Given instruction: Reproduce only the lines of the material from the one containing "Where can the white" through the one containing "point(20, 113)", both included, with "white wall" replaced by "painted wall" and everything else unchanged.

** begin Data for this exercise **

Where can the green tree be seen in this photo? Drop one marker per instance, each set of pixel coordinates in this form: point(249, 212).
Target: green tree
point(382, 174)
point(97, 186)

** end Data for this exercise **
** begin Data for this exercise **

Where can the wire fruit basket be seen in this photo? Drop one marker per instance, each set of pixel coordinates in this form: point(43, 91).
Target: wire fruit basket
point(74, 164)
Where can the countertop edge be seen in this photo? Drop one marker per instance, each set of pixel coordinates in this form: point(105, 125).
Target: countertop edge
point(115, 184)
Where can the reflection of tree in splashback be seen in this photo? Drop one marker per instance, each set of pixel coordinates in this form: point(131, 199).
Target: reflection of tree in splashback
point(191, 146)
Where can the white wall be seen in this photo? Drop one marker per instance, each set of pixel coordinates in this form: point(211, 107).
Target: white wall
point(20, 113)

** end Data for this exercise **
** begin Data for this exercise **

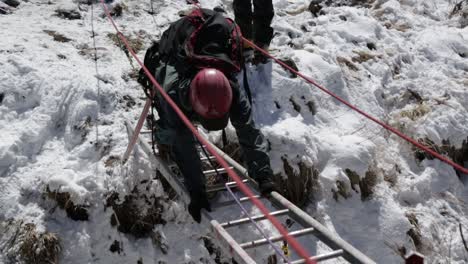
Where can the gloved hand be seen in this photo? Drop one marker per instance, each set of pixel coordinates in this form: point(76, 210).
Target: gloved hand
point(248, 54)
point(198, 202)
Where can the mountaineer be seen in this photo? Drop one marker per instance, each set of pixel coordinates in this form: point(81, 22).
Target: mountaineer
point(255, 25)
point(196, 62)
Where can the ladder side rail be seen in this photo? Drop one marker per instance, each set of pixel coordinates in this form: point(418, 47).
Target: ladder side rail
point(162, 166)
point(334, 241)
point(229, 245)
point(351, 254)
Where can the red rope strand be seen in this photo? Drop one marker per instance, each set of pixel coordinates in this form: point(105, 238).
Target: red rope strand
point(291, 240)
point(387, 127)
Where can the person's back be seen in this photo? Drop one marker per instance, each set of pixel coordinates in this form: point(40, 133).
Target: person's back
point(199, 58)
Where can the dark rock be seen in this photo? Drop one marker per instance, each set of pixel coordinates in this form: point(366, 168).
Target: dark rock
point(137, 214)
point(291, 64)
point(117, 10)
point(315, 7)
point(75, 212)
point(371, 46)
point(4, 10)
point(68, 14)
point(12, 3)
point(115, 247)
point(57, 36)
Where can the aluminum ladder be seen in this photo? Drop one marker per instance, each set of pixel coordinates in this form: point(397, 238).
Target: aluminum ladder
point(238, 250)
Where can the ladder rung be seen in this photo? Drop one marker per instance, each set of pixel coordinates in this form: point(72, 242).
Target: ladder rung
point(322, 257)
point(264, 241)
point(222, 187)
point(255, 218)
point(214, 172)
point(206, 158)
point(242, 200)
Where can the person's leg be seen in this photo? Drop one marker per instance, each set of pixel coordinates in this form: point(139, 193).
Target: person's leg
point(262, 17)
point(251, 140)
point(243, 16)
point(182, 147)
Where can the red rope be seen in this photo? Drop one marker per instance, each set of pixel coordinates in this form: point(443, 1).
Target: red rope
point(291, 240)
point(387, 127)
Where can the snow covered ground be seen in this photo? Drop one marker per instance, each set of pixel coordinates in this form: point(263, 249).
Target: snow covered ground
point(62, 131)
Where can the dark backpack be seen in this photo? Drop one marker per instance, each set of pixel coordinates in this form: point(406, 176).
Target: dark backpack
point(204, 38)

** end Data for this exercise **

Final result:
Where can the painted wall be seen in this photo? Drop one marker per instance, each set of pixel coordinates in this form: point(211, 107).
Target: painted wall
point(20, 113)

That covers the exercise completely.